Study text =

Fee Increase Proposal
A fee increase to help fund legal aid! What a great concept to bring the legal profession into line with all the other involuntarily philanthropic professions. Tax-like, but effective.
For example, doctors are required to . . . Um. Well, anyway, a lot of them do donate their time, sorta like, uh, well, us.
OK, not a great example. How about architects? No, well, maybe engineers? Hmm, guess that doesn’t work either. Librarians? Nurses? Pharmacists? Social workers? Paramedics? Surveyors? Wow, this isn’t easy.
Teachers. Yeah, teachers. A lot of them donate time and money, either because the government doesn’t adequately fund them, or the school boards don’t properly allocate funding to the classroom. Yeah, that’s, um, voluntary, too, sorta like us. A lot like us.
Maybe our profession should emulate politicians. They are very philanthropic, and love to help people in need. And they always give lots of money to humanitarian causes. Oh, wait. It’s other peoples’ money (tax revenues) they give. According to the news, most politicians tend to be a bit stingy in their voluntary personal giving. I looked, but couldn’t find any involuntary giving requirements for them.

Data supplied =
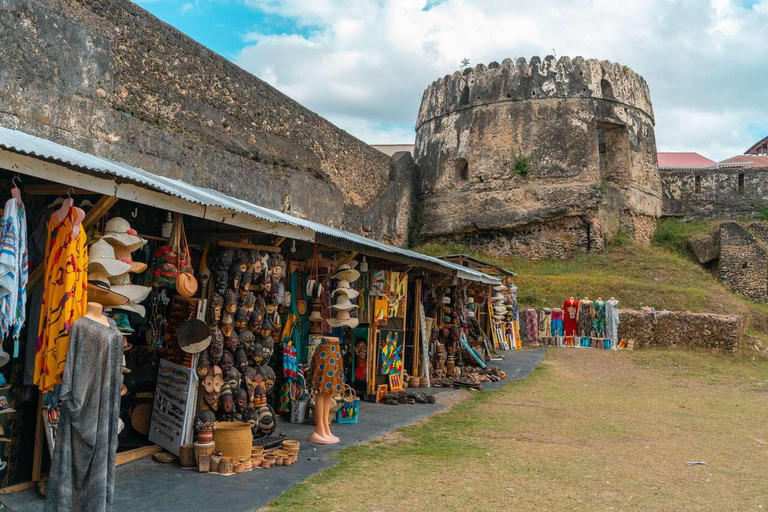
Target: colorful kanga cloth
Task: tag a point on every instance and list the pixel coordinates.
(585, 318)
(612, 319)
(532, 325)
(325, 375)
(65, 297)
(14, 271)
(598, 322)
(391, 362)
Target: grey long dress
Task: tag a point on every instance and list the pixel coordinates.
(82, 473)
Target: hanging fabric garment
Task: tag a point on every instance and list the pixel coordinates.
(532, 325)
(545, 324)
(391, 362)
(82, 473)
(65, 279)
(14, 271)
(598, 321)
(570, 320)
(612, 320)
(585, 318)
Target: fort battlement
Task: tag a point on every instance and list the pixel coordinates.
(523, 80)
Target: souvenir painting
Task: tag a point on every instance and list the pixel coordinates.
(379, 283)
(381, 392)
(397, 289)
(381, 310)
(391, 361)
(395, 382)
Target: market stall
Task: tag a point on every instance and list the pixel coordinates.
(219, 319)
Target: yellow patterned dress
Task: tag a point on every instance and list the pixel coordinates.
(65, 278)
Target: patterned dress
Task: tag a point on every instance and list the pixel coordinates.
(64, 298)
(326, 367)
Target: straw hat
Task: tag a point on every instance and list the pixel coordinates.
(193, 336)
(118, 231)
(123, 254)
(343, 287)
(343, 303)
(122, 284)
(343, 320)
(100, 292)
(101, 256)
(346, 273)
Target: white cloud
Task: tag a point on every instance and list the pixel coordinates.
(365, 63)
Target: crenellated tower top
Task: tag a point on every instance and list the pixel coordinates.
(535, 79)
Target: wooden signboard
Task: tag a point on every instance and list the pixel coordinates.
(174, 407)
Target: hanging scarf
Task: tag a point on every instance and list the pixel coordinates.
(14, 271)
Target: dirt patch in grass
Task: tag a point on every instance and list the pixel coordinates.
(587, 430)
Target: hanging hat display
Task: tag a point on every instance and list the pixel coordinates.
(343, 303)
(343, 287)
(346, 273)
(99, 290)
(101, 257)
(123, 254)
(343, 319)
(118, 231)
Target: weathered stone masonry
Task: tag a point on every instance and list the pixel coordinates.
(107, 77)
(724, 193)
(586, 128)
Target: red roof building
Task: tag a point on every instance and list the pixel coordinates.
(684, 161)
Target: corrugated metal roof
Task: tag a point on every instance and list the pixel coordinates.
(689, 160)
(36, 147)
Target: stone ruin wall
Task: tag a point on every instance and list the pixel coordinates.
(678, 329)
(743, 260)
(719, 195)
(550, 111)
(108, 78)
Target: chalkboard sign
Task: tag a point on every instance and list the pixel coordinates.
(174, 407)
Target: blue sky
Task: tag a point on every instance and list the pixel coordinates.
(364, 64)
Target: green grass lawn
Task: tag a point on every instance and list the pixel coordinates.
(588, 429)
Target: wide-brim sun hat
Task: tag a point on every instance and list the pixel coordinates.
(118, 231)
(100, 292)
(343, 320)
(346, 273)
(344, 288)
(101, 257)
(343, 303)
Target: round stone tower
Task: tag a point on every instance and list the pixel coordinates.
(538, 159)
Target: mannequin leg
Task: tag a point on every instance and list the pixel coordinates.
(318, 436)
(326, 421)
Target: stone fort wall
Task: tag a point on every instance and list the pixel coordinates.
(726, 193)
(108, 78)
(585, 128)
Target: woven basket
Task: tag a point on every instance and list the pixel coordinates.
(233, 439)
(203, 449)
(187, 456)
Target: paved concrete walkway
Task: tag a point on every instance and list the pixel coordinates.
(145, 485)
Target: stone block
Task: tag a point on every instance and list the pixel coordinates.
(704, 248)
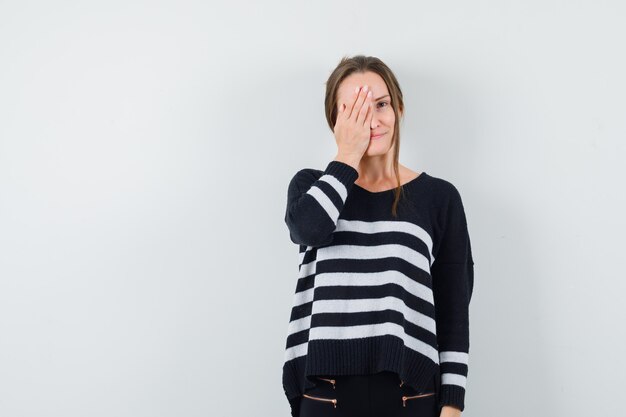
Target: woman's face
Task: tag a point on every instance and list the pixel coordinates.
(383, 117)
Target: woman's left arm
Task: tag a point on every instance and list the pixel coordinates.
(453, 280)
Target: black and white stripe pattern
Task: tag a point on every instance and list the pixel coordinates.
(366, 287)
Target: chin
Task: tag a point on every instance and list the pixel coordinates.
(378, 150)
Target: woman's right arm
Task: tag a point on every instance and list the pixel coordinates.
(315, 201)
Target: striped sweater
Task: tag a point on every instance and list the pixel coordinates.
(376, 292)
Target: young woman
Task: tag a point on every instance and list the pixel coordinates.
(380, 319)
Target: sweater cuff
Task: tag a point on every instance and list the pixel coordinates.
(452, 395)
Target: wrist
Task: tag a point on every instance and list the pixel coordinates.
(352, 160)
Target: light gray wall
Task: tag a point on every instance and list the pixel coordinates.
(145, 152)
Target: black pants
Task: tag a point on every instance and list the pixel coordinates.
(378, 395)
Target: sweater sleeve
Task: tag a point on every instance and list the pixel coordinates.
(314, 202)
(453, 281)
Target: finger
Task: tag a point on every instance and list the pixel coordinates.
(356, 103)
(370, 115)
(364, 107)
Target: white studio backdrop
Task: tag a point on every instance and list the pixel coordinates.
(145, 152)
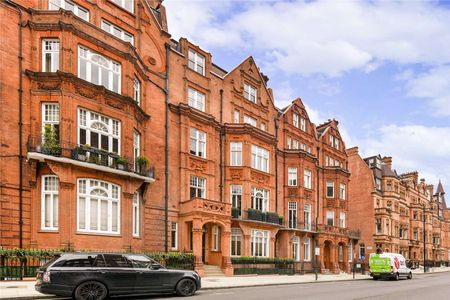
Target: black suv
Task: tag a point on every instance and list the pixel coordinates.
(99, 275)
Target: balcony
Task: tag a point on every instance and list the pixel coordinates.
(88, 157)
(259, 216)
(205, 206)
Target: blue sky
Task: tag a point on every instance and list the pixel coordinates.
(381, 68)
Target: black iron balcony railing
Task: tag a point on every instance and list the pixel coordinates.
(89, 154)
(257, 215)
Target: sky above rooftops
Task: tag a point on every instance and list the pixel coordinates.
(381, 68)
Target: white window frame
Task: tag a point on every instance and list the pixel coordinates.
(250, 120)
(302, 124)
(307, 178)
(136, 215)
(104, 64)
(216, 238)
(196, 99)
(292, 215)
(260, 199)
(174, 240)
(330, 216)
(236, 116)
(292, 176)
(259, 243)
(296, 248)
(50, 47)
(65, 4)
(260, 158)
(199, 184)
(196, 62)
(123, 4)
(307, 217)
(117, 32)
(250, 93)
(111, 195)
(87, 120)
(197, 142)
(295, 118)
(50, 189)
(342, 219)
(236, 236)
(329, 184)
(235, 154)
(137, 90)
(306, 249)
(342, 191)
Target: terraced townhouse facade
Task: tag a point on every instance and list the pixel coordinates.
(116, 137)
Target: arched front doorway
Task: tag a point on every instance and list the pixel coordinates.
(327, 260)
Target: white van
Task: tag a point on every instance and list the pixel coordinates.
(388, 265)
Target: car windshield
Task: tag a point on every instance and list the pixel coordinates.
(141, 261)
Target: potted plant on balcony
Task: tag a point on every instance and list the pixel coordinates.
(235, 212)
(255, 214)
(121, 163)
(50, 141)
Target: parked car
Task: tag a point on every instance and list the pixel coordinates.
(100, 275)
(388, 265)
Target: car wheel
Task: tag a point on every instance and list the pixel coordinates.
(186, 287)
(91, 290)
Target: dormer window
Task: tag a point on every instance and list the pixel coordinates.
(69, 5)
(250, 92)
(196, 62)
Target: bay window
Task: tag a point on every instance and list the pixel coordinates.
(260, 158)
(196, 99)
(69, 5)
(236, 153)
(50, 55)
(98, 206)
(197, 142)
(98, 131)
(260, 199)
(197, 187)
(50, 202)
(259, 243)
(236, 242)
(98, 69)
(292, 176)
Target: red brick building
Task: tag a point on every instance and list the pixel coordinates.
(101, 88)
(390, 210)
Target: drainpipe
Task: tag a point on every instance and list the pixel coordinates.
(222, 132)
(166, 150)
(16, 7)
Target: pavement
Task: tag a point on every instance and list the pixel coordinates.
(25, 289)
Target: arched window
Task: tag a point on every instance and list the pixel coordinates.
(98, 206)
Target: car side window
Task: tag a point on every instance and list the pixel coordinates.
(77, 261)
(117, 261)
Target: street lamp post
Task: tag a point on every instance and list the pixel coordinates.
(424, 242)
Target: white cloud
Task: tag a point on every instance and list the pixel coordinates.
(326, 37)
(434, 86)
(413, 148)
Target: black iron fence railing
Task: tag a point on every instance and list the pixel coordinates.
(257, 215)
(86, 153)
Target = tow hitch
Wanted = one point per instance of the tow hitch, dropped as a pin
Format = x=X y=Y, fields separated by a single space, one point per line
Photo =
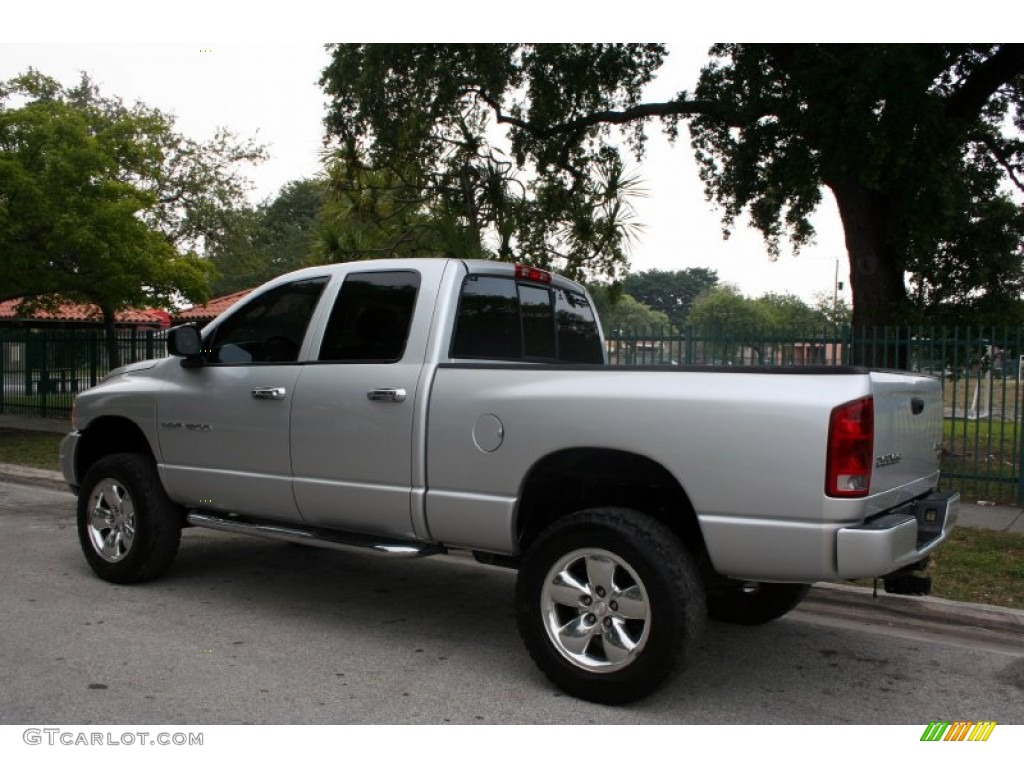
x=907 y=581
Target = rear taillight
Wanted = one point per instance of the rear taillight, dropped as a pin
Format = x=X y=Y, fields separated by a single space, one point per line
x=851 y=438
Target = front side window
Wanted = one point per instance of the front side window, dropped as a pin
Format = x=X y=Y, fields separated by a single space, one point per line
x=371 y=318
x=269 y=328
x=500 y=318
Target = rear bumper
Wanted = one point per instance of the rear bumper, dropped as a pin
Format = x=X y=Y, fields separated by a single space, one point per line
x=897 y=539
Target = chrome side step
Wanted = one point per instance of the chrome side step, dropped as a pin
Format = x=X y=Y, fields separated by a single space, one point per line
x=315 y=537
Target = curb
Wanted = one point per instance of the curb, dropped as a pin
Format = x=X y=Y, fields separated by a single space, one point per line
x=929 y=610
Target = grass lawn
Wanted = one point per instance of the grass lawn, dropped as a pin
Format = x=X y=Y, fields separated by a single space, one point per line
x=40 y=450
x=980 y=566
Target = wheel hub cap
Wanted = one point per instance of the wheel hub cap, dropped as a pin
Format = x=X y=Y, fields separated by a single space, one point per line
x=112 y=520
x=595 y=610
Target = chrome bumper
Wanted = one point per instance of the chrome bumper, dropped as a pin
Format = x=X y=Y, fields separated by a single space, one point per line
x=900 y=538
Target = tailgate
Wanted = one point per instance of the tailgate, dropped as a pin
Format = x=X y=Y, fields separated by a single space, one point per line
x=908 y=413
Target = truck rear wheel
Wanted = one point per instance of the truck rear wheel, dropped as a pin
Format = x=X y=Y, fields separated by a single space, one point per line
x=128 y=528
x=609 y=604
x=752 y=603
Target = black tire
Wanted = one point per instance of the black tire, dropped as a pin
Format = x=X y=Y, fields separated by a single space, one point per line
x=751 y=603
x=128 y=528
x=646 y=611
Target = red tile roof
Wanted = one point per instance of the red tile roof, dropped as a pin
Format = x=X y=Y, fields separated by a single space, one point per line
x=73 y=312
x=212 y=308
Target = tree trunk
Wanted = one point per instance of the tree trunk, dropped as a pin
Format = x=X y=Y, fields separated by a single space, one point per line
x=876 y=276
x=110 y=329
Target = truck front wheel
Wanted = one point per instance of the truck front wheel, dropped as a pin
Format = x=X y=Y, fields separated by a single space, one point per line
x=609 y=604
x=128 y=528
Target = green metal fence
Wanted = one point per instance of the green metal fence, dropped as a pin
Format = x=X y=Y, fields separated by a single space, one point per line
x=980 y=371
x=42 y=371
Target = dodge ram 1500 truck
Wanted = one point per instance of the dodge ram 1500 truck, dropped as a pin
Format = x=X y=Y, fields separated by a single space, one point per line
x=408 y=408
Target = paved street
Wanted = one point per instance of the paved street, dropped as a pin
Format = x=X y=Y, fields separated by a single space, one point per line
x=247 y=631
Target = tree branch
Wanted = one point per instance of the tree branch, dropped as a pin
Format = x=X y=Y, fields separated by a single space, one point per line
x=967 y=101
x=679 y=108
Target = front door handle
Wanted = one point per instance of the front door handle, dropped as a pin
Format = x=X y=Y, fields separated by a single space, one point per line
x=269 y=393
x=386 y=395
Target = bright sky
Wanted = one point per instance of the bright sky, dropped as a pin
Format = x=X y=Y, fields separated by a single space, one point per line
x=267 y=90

Work instructions = Carry on the piece about the fee increase to fund legal aid, picking up after its final sentence. You can set the listing aside; it plays no part here.

Answer =
Most lawyers donate time and often money, sometimes “involuntarily” because they feel compassionate for the client who can’t pay. I guess, in the long run, though, that’s really voluntary giving.
But then, in discussing a fee increase for legal aid, we’re not talking about voluntary personal giving — we’re talking about involuntary mandatory giving to a charitable cause selected by those in control, and not by those whose money is being taken. I guess it all sounds great and idealistic, which is easy when you’re dealing with other peoples’ money.
And I must admit, I do like to pick my own charities.
I guess involuntary giving for legal aid may sound good, but it’s not such a good idea after all. Eugene’s got it right.
M. Ross Shulmister
I am amazed that there is a move to increase Bar fees almost 40 percent at a time of record unemployment among law school graduates and declining starting salaries for the jobs that are available to new attorneys.
This smacks of protectionism for older, wealthy attorneys.
I can’t help but wonder if the increased fees revenue does wind up going to legal aid services, how many new Bar members will be income-eligible for those services?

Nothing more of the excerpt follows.